Text excerpt -
● ● ● ●
The first time I had the real stuff was on a trip to Yuxi, southeast of Kunming 8 or 9 years ago. It was one of the few Chinese tea I knew by name and when a waiter recommended it in a pleasant open-air cafe beside that sunny lake in Ni Er Park, I took the plunge. I recall being upset that the glass had so many tea leaves all floating around loose like that; it was difficult to drink without it getting into my teeth. I fished some out with a pair of chopsticks and put them in an ashtray so that the drink would be easier to handle. Pretty sure I scandalized the staff and won their "most ungrateful customer of the month" contest. 

 

First time I visited Hangzhou, some years later, I knew about this famous tea and wanted to try it once more. Had been reading up. Took one of those infamous big-bus "idiot tours" with all the mandatory time-waster shopping stops and two young guides who took turn shouting at everyone through megaphones, but I didn't care since it included a visit to a "Longjjng factory" as well as to a Hangzhou silk factory. I bought beautiful overpriced scarves for lady friends on three continents and for all my female relatives. Also bought small tins of very serviceable Longjing tea for everyone on my "Christmas-is-anytime" gift list.
● ● ● ●
Entries from a pointing dataset -
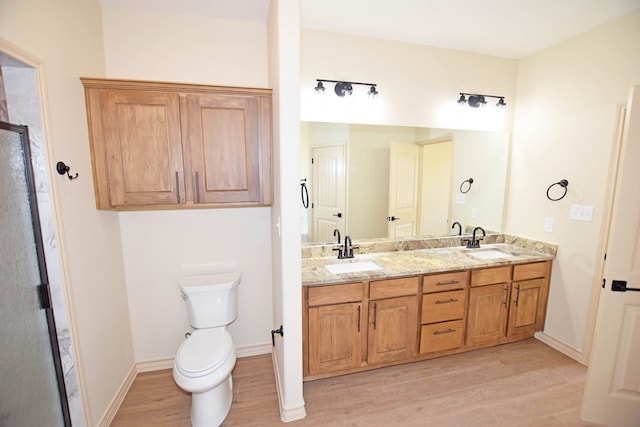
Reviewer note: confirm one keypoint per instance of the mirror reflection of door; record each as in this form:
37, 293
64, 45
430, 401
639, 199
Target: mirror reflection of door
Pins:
404, 162
328, 191
436, 169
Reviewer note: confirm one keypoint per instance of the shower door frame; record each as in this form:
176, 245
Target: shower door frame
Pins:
44, 290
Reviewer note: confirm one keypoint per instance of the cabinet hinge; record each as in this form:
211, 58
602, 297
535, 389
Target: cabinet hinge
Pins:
43, 297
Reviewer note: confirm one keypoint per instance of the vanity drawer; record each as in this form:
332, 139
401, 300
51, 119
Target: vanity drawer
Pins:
441, 336
445, 282
530, 271
394, 287
335, 294
489, 276
443, 306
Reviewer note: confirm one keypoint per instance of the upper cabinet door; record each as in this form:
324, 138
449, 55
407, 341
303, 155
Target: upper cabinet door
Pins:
228, 139
141, 142
169, 145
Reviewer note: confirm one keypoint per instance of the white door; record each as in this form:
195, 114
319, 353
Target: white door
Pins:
612, 392
328, 191
435, 189
404, 162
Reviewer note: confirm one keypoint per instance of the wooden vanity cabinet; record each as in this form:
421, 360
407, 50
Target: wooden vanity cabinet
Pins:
444, 304
507, 303
335, 328
351, 327
393, 319
488, 305
166, 145
528, 305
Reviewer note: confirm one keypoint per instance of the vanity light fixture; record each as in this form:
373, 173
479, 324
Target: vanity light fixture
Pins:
479, 101
345, 88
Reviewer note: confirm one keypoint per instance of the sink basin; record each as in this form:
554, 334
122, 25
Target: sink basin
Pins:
352, 267
488, 254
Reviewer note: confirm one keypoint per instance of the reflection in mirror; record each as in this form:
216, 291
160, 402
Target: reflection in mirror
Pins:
372, 181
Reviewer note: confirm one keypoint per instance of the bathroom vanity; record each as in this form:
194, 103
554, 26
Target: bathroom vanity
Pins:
388, 308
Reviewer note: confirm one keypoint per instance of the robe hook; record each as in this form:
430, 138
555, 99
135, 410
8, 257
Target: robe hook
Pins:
62, 169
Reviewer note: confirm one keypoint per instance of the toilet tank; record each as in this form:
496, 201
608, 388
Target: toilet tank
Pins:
212, 299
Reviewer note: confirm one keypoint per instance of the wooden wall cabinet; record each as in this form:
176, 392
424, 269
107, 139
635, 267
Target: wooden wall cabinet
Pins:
167, 145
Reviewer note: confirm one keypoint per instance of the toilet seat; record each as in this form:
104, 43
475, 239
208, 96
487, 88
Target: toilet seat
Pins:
204, 351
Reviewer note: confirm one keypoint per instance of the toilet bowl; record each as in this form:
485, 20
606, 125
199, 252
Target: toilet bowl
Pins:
204, 361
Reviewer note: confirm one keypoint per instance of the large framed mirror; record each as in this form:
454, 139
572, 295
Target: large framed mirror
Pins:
374, 181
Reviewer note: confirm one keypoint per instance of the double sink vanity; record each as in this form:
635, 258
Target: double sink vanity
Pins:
409, 300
● ● ● ●
Task set -
a. In the records, starting at the line that contains "the toilet seat;" and ending at the last line of the records, swap every "Pins" for "Points". Give those lines again with nothing else changed.
b. Carry the account of drinking Longjing tea forward, picking up right after its last sentence.

Expected answers -
a.
Reviewer note: confirm one keypoint per instance of the toilet seat; record each as in this form:
104, 43
475, 239
208, 96
487, 88
Target: toilet seat
Points:
204, 351
Reviewer note: confirm one keypoint per instance of the toilet bowl; record each as in this form:
485, 20
606, 125
199, 252
Target: toilet bowl
Points:
204, 361
Reviewer note: confirm one keypoint per instance of the large framed mirror; record each as in this form:
454, 139
572, 295
Target: large framed mirror
Points:
374, 181
Reviewer note: confirm one keypoint per instance of the double sink vanity; record each as in this form:
635, 258
Target: double sink vanity
Points:
409, 300

b.
Was staying at the old Marco Polo Hotel (the original "Merchant Marco" on Pinghai Road, Shangcheng) and a tea shop down the street recommended I make a pilgrimage to 虎跑泉 Running Tiger Spring to try the best Longjing-brewing water at its source. Went there next morning and was met by a stream of skinny guys in undershirts filling five-gallon plastic Jerry cans and carting them down the mountain on three wheeled bikes. Had a short glass of Xihu Longjing there brewed with the magic water, and it changed my life. Turned me into a tea nut, and there was no looking back from then on.

 

That one glass of tea cost 50 Yuan, with a thermos of hot water set on the outdoor table for refills. I figured it was overpriced, but I sprang for it anyhow in one of those "seize the moment" moves that I don't in the least regret. On two later trips, I went into the hills where it was grown, usually just before Qingming Jie, and chased down what seemed to be the good stuff.

 

Found that if I bought a decent amount, the seller would throw in some other lesser Longjing, maybe from a relative's field a couple hills away, or even some from last-year's crop. That let me compare grades of it back home and kind of train my palate. I would drink two glasses side by side, labeled on the bottom, striving to tell them apart.

 

The way you suggest brewing it is exactly the way I like to do it too. A classic approach. Appreciate your article and photos. Keep up the good work!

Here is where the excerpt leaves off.